-- Opening Marker --

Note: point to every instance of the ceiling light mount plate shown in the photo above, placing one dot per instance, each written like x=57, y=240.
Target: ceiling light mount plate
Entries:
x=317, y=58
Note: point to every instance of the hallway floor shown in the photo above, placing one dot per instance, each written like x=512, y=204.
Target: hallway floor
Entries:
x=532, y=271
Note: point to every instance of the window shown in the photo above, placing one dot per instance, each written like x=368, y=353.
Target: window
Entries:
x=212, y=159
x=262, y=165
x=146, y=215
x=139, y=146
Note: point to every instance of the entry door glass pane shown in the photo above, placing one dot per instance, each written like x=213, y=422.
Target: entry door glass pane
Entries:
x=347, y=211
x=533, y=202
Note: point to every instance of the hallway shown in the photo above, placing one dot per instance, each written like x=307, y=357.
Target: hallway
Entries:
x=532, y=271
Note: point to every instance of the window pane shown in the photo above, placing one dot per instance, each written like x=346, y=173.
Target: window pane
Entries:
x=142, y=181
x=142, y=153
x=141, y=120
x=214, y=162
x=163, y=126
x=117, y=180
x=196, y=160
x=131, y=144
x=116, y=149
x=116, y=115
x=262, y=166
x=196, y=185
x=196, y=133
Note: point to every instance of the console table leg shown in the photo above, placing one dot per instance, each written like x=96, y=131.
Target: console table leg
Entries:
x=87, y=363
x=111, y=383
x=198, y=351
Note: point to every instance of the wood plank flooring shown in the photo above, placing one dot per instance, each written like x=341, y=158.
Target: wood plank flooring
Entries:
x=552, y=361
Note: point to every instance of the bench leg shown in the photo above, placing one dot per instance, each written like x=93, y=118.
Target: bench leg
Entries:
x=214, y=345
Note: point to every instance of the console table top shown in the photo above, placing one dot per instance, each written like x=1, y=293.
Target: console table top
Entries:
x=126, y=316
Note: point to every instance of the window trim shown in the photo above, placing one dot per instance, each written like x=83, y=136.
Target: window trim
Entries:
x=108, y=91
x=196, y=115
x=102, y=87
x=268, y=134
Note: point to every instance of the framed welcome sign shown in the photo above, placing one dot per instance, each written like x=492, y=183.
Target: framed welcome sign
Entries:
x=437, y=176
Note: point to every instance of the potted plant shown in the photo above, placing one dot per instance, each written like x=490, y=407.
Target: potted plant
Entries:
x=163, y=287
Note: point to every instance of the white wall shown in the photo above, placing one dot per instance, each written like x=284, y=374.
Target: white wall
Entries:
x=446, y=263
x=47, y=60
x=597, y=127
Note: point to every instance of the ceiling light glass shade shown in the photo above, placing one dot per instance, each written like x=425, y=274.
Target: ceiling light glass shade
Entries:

-- Closing Marker --

Each entry above, in full, should be output exactly as it reads.

## Written solution
Note: point to every instance of the ceiling light mount plate shown in the photo above, placing one dot per instance, each written like x=57, y=240.
Target: ceiling light mount plate
Entries:
x=317, y=58
Note: point to every instance of the hallway floor shown in the photo above, placing one dot per instance, each written like x=512, y=204.
Target: hallway floor
Entries:
x=532, y=271
Note: point to every instance of the window shown in the photo above, placing one dot per instance, each written like x=368, y=353.
Target: window
Entries:
x=212, y=159
x=262, y=165
x=146, y=215
x=139, y=146
Note: point to every instance of the entry door glass pane shown in the photo above, placing one dot per instance, each written like x=213, y=422.
Target: entry door glass pane
Entries:
x=347, y=211
x=533, y=202
Note: point to every instance of the hallway shown in the photo above, placing one dot per instance, each written like x=307, y=357.
Target: hallway
Entries:
x=532, y=271
Note: point to every instance of the window pane shown in the photo above, placing one dot per instance, each written like x=346, y=173.
Target: window pane
Entries:
x=142, y=181
x=142, y=153
x=141, y=120
x=214, y=162
x=163, y=126
x=117, y=180
x=196, y=160
x=131, y=144
x=116, y=149
x=116, y=115
x=262, y=166
x=196, y=185
x=196, y=133
Note: point to every instance of the console table leg shown in the photo above, placing one dot per instance, each written like x=96, y=131.
Target: console table leg
Entries:
x=87, y=363
x=111, y=383
x=198, y=351
Note: point to every instance of the wood plank flooring shown in the photo above, placing one dot per instance, each written like x=341, y=158.
Target: wood plank flooring
Entries:
x=552, y=361
Note: point to every instance of the bench leg shown in the photo above, placing one dot per instance, each written like x=93, y=118.
Target: bench leg
Entries:
x=214, y=345
Note: point to every instance of the console table top shown in the photo above, placing one dot per instance, each written like x=1, y=293.
Target: console table top
Entries:
x=126, y=316
Note: point to every instance of the window trim shown in the photo above, placing one dot per instance, each written like x=83, y=136.
Target: window trim
Entries:
x=108, y=91
x=196, y=115
x=102, y=87
x=268, y=134
Note: point to every instance of the framed welcome sign shown in the photo above, placing one dot per instance, each written like x=492, y=183.
Target: framed welcome sign
Entries:
x=437, y=176
Note: point to every instance of the potted plant shown in the photo above, placing one dot per instance, each written like x=490, y=407.
Target: potted plant
Entries:
x=163, y=287
Note: point to every instance of the white wall shown in the photo above, placing one dot per instance, each written like x=284, y=374.
Target: white wall
Entries:
x=446, y=263
x=47, y=60
x=597, y=127
Note: point to every instance of the ceiling light glass shade shown in the photo above, placing one dot per instance, each written like x=425, y=274.
Target: ceiling light glass shade
Entries:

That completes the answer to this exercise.